▶ **Written request**: Copy the data below line for line, keeping every word and every coordinate pair unchanged.

▶ **Source data**:
· · · · ·

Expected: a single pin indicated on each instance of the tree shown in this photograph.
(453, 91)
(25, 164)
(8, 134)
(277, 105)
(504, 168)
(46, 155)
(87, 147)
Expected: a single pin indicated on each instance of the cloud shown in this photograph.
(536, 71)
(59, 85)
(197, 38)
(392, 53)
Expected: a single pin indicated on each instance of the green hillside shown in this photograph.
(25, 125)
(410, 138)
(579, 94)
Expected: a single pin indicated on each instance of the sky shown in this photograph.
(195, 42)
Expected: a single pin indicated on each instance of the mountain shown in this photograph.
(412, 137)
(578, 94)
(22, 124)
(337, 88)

· · · · ·

▶ **Response to the exercise**:
Expected: a single pin indicated on each instance of the tree shown in this photograph.
(453, 91)
(25, 164)
(8, 134)
(277, 105)
(504, 168)
(46, 155)
(87, 147)
Expected: a single pin indicated on each instance of the cloud shown in this photograph.
(536, 71)
(59, 85)
(197, 38)
(392, 53)
Expected: a single pin indicated on each instance of the green hillside shown in this photograph.
(25, 125)
(410, 138)
(579, 94)
Expected: a single pin indicated on each instance of the sky shown in this photograph.
(195, 42)
Expected: a single pin indicated on each instance of the mountain shown in this photograph.
(412, 137)
(578, 94)
(22, 124)
(337, 88)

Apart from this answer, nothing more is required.